Source
Comment pouvons-nous soutenir une révolution industrielle à l’ère numérique ?
Harald Gruber, chef de la division Infrastructures numériques de la BEI
Lorsque les économistes tentent de trouver des solutions pour remédier à l’atonie de la croissance en Europe, ils repensent souvent à la révolution industrielle et se demandent si l’augmentation de la productivité économique qu’elle a engendrée pourrait être reproduite. La Commission européenne a fait du « renouveau industriel » un objectif et le Forum économique mondial parle de la 4e révolution industrielle. Est-il possible de « réindustrialiser » l’économie ?
L’année dernière, j’ai rédigé un article intitulé « Proposals for a digital industrial policy for Europe » (Propositions pour une politique industrielle numérique pour l’Europe), dans lequel je proposais des pistes pour y parvenir. L’essentiel qu’il faut comprendre, c’est que l’industrie a changé. Tout comme les produits fabriqués par l’industrie dans les économies avancées : ils sont maintenant principalement numériques. Ainsi que les facteurs de production : l’information est maintenant le maillon clé de l’industrie.
De nombreux éléments de preuve montrent que l’industrie européenne est à la traîne en matière de transformation numérique – et nous savons également que l’industrie peut générer une croissance massive de la productivité. Par conséquent, les politiques visant à revitaliser l’industrie sont clairement importantes. Mais par où devrions-nous commencer ?
J’ai recensé six défaillances potentielles du marché qui justifient des politiques d’intervention et de soutien à la transformation numérique de l’industrie européenne.
1. Des infrastructures numériques insuffisantes
L’Europe est fortement distancée en ce qui concerne les infrastructures permettant d’accéder à l’internet à ultra haut débit. Selon des données de l’OCDE, 30 % des Sud-Coréens et 23 % des Japonais étaient raccordés à la fibre à la fin de 2016. La majorité des pays de l’UE, en particulier les plus grands, affichent un taux de pénétration inférieur à la moyenne de l’OCDE, qui se situe à 6,4 %. Les opérateurs de télécommunications rechignent à investir dans les zones à faible densité de population. Des interventions publiques, par exemple sous la forme de subventions, peuvent donc se justifier.

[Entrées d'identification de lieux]
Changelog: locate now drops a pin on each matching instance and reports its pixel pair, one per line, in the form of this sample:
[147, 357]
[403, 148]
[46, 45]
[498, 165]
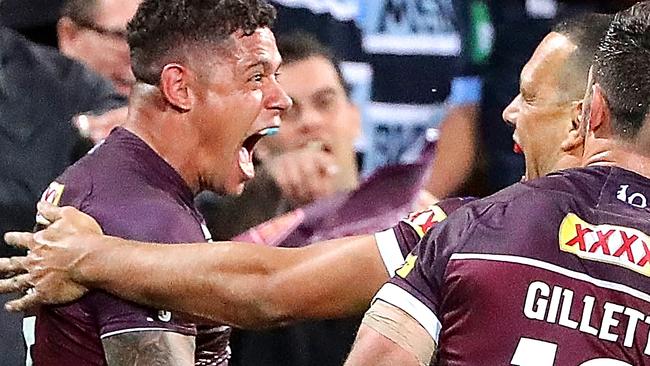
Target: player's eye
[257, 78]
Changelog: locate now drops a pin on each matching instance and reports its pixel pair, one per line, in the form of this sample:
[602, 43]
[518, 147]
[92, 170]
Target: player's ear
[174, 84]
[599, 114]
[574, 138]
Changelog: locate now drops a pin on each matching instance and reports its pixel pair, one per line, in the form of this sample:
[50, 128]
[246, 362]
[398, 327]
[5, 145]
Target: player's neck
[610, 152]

---

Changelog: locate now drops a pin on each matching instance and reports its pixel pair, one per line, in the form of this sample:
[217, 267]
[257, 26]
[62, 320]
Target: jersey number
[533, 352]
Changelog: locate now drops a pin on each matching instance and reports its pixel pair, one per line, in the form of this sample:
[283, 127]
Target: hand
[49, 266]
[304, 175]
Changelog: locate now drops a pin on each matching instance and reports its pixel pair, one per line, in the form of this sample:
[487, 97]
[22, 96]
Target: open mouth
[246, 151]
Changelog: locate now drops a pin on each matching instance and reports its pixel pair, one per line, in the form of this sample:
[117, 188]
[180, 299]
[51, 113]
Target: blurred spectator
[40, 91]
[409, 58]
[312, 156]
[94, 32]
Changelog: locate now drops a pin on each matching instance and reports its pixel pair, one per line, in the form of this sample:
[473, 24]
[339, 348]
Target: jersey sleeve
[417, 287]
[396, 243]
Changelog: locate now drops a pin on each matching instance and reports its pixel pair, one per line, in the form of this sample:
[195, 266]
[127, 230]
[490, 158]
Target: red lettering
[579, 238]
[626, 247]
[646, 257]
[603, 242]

Tâches à réaliser
1. Répondez aux questions suivantes sur le texte consacré à la révolution industrielle à l'ère numérique.
(a) Quel objectif la Commission européenne s'est-elle fixé ?
(b) Combien de défaillances potentielles du marché l'auteur dit-il avoir recensées ?
(c) D'après les données de l'OCDE, quelle part des Sud-Coréens était raccordée à la fibre à la fin de 2016 ?
2. Rédigez la suite du texte consacré à la révolution industrielle à l'ère numérique, à partir de sa dernière phrase.
La liste constitue un matériau distinct du texte.

Résultats par tâche
1.
(a) Le « renouveau industriel ».
(b) Six.
(c) 30 %.

2.
2. Des compétences numériques insuffisantes
En Europe, pas moins de 25 % des effectifs des entreprises ont peu ou pas de compétences numériques (Berger et Frey, 2016). Le problème est encore plus important chez les personnes âgées et dans les régions moins prospères. Il est donc nécessaire que l’Europe consacre davantage de ressources économiques à la lutte contre l’inhabilité numérique. En 2013, 5 % du PIB ont été consacrés à l’éducation au sein de l’UE, contre 6,2 % aux États-Unis, 5,9 % en Corée du Sud et 5,2 % pour la moyenne de l’OCDE (OCDE, 2015). En plus de mettre davantage de ressources de formation à disposition, l’Europe doit également offrir aux travailleurs des possibilités de mise à niveau de leurs compétences empreintes de souplesse.
3. Des investissements privés insuffisants en faveur de la transformation numérique
Il est difficile d’investir dans des produits numériques : bien souvent, ils n’ont pas fait leurs preuves et concernent de nouveaux marchés, si bien que personne ne connaît leur véritable valeur. La théorie de l’ordre hiérarchique financier (Myers & Majluf, 1984) suggère que les fonds propres constitueraient l’option à privilégier pour financer ces investissements incertains. En outre, les longues périodes que nécessitent de nombreux investissements numériques pour générer un retour sur investissement correspondent mieux aux fonds propres qu’aux produits de dette. Mais, contrairement à ce qu’on constate aux États-Unis, les entreprises européennes sont financées principalement par la dette bancaire, comme l’ont montré les travaux de recherche de la BEI et d’autres organismes. Pour y remédier, nous devons faire évoluer la mentalité des entrepreneurs et des investisseurs européens et leur attitude vis-à-vis du risque. Il faut également envisager des instruments financiers publics à l’appui des investissements en fonds propres.
4. Problème lié à la taille critique du marché
Souvent, dans le cadre des investissements dans des actifs numériques immatériels, le gagnant rafle tout (Shapiro & Varian, 1999). Tout, c’est-à-dire ? Cela dépend de la taille du marché. Aux États-Unis, le marché est plutôt homogène par comparaison avec les marchés nationaux fragmentés que l’on trouve en Europe (du fait des différences linguistiques, mais souvent aussi réglementaires ou d’autre nature encore). Une fois que les nouvelles idées sont testées et éprouvées, elles peuvent rapidement mettre à profit un grand marché pour générer des flux de trésorerie suffisants pour amortir l’investissement initial. Les entreprises du numérique qui se lancent sur un marché intérieur plus petit souffrent d’un désavantage intrinsèque, mais un effort en faveur de l’élargissement du marché unique de l’UE à l’économie des services (c’est-à-dire le marché unique numérique) pourrait améliorer la situation.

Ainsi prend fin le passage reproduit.